• **TASK TO COMPLETE**: Set each line of the records down again exactly, please.

┌──

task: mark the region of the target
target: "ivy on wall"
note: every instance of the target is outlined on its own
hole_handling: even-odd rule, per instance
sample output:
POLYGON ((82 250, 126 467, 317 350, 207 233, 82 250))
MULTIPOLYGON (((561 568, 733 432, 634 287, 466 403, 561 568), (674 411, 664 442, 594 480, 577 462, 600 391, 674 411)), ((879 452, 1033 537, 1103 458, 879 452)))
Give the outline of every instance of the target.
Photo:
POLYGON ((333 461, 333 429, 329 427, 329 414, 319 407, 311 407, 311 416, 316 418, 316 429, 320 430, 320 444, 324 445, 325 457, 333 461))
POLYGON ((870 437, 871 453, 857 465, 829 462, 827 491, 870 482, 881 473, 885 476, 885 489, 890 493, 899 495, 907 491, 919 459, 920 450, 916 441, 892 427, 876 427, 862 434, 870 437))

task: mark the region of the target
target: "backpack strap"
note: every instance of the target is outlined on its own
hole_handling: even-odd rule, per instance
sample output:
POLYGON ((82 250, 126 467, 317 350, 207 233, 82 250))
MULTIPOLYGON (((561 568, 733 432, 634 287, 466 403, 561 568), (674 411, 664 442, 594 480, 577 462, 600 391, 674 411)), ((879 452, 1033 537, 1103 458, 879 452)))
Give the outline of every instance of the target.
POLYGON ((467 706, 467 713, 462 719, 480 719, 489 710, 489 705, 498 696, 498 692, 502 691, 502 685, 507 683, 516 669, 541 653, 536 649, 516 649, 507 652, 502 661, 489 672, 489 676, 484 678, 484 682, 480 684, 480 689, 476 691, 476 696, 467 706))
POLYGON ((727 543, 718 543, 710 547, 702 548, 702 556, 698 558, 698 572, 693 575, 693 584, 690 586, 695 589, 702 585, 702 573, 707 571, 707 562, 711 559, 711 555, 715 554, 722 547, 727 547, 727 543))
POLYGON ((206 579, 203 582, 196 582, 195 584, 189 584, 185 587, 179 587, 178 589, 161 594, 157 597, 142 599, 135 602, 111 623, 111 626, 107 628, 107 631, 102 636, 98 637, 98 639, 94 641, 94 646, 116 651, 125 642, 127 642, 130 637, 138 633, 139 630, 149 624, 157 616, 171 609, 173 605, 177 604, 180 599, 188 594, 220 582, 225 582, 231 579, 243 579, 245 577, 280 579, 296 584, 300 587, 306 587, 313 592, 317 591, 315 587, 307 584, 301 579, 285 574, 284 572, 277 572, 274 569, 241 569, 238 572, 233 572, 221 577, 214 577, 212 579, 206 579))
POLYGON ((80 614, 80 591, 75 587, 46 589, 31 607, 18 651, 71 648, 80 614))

└──

• **RESULT**:
task: mark the region of the target
target: "ivy on wall"
note: every instance of the target is outlined on its own
hole_handling: even-odd rule, per instance
sample output:
POLYGON ((82 250, 126 467, 317 350, 207 233, 82 250))
MULTIPOLYGON (((561 568, 733 432, 634 287, 466 403, 561 568), (674 411, 664 442, 594 480, 577 462, 600 391, 674 411)), ((879 452, 1033 537, 1103 458, 879 452)))
Give the outline of every instance of the target.
Photo:
POLYGON ((333 461, 333 429, 329 427, 329 414, 319 407, 311 407, 311 416, 316 418, 316 429, 320 430, 320 444, 324 445, 325 457, 333 461))
POLYGON ((870 437, 871 453, 857 465, 829 462, 827 491, 870 482, 881 473, 885 476, 885 489, 890 493, 899 495, 907 491, 919 459, 920 450, 916 441, 892 427, 876 427, 862 434, 870 437))

task: mark the region of the target
target: "backpack strap"
note: every instance of the target is outlined on its own
hole_handling: even-odd rule, per instance
sample output:
POLYGON ((82 250, 126 467, 317 350, 207 233, 82 250))
MULTIPOLYGON (((561 568, 733 432, 634 287, 466 403, 561 568), (674 411, 664 442, 594 480, 577 462, 600 391, 674 411)), ((879 452, 1033 537, 1103 458, 879 452)))
Give the outline of every instance of the target.
POLYGON ((467 706, 467 713, 462 719, 480 719, 489 710, 489 705, 498 696, 498 692, 502 691, 502 685, 507 683, 516 669, 541 653, 536 649, 516 649, 507 652, 502 661, 489 672, 489 676, 484 678, 484 682, 480 684, 480 689, 476 691, 476 696, 467 706))
POLYGON ((727 543, 718 543, 710 547, 702 548, 702 556, 698 558, 698 572, 693 575, 693 584, 690 586, 695 589, 702 585, 702 573, 707 571, 707 562, 711 559, 711 555, 715 554, 722 547, 727 547, 727 543))
POLYGON ((206 579, 203 582, 196 582, 195 584, 189 584, 185 587, 179 587, 178 589, 161 594, 157 597, 142 599, 135 602, 111 623, 111 626, 107 628, 107 631, 102 636, 98 637, 98 639, 94 641, 94 646, 116 651, 125 642, 127 642, 130 637, 138 633, 139 630, 149 624, 157 616, 171 609, 173 605, 177 604, 180 599, 188 594, 220 582, 225 582, 231 579, 243 579, 245 577, 280 579, 296 584, 300 587, 306 587, 313 592, 317 591, 315 587, 307 584, 301 579, 285 574, 284 572, 277 572, 274 569, 241 569, 238 572, 233 572, 221 577, 214 577, 212 579, 206 579))
POLYGON ((80 614, 80 591, 75 587, 46 589, 31 607, 18 651, 71 648, 80 614))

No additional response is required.